Exercise aim: Print the portion of the passage about a third date starting at "During the drive" and ending at "worse from there.", reproducing it word for word.

Passage provided:
>> Begin

Back in 2015, newly single and hoping to find the man I will eventually marry (still working on that), I was browsing dating websites like they were facebook, painstakingly reading countless profiles for anyone who vaguely suited my set of preferences. I was young and naive but thought I was ready for the bigger things in life. Silly 22 year old me.

Anyway, one day, a few weeks before Christmas, a dude messaged me. I browsed his profile, analysed all his photos and decided to give him a chance. The first 2 dates were OK but there wasn’t much chemistry between us. That became all the more clear on date number 3.

On the morning of our third date, I was getting ready for what I thought was going to be a nice walk around a local park with this guy and his dog. It sounded like a good bonding opportunity and something I desperately needed as I was becoming very aware of the lack of ‘spark’ between us.
During the drive to pick me up, this guy had had a sudden change of plan. He decided that we should go to his house and watch a movie instead. I was made aware of the plan change once he had already picked me up…
I wasn’t exactly thrilled nor am I the type of person to ‘Netflix and chill’ that quickly into knowing someone. My day got progressively worse from there.

The guy hadn’t told me that he was still living at home with his parents so once he opened his front door, both his mum and dad were there. His mum hugged me, offered me food, I politely declined before being abandoned in the hallway while everyone else went into the kitchen. It was the longest minute of my life and there was a distinct lack of photos or art work on the walls to provide me with at least a little entertainment.
Once the dude returned, we headed upstairs to his bedroom…

…Wow…

…I walked into a bedroom that could have equally belonged to a teenage boy, not someone a year older than me. Clothes had been thrown across the floor, a stack of plates were towering over his computer and the room just stank of stale boy. It was very obvious that this guy hadn’t thought about inviting me around until the moment he drove away from this pigsty. Being a little taken back, I sat on his bed while he flicked through the movies, pre-downloaded on his PS3.

That’s when I noticed it.

Right in the middle of his grey duvet cover was a huge, the size of a grapefruit huge, ketchup stain. Now call me high maintenance but if you invite a girl over to your house, you might want to change your bed sheets first!
He had picked The Hunger Games to watch. Great, two and a half hours of avoiding this stain. As the movie played on, the guy put his arm around me and invited me in for a cuddle. I was so rigid, not really wanting to be there and trying to avoid this stain which I had managed to curl my body around.
We stayed like that for a little bit until his mum strolled in and asked him if he wanted anything to eat, I quickly jumped up, which probably made me look more suspisious. He asked for some sausage rolls. No one asked me if I wanted anything, seemingly having learned from our previous encounter.

A short while later, his mum reappeared with a plate of about 6 sausage rolls and a bottle of ketchup. It became evident that this was a regular meal of his and the ‘sauce’ of the ketchup stain (I couldn’t resist making that joke).

>> End

Recorded information:
>> Begin

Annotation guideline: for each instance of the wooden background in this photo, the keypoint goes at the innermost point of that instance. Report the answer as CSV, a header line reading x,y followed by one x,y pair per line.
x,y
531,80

>> End

Exercise solution:
During the drive to pick me up, this guy had had a sudden change of plan. He decided that we should go to his house and watch a movie instead. I was made aware of the plan change once he had already picked me up…
I wasn’t exactly thrilled nor am I the type of person to ‘Netflix and chill’ that quickly into knowing someone. My day got progressively worse from there.